**Task directions:** Could you find each line of the data below that contains the word "carpet" and copy those lines?

**Dataset entries:**
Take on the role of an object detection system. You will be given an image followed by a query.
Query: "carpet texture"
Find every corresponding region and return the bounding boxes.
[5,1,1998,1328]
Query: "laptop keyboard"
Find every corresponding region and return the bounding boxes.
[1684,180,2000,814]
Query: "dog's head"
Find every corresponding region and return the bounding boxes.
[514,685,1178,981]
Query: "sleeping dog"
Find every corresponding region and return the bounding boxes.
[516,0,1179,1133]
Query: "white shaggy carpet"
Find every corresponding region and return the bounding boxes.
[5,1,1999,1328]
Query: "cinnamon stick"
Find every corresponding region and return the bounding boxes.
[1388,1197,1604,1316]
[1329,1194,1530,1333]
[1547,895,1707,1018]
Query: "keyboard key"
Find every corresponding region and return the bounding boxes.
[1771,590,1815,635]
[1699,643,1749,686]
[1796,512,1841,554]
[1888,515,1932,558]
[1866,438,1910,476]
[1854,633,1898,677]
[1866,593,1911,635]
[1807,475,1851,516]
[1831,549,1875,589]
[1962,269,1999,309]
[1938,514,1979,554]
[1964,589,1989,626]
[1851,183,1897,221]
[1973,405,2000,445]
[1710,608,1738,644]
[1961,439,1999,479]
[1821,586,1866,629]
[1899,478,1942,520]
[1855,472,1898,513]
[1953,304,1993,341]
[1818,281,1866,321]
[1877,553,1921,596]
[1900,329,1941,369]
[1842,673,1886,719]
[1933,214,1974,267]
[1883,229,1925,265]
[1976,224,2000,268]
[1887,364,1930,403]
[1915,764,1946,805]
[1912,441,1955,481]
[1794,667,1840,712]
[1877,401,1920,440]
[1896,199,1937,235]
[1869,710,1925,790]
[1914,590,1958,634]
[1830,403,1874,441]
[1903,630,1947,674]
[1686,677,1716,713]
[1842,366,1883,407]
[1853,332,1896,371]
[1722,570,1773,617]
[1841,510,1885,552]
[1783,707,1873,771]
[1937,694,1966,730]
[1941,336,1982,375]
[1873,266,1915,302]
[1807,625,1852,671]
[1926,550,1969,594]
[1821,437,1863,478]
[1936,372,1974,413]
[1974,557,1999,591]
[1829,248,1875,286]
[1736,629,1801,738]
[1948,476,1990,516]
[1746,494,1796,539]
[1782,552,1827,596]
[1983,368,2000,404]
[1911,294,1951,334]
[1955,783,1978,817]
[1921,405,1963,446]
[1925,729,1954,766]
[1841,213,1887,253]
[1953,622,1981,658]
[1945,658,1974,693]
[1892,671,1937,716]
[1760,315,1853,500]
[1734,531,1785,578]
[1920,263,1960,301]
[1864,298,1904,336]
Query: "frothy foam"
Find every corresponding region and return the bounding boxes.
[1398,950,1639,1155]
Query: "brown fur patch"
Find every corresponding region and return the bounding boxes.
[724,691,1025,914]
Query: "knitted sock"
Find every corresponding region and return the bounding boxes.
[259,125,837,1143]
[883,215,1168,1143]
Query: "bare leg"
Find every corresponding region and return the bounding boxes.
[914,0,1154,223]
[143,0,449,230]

**Response:**
Query: "carpet texture"
Query: "white shaggy carpet"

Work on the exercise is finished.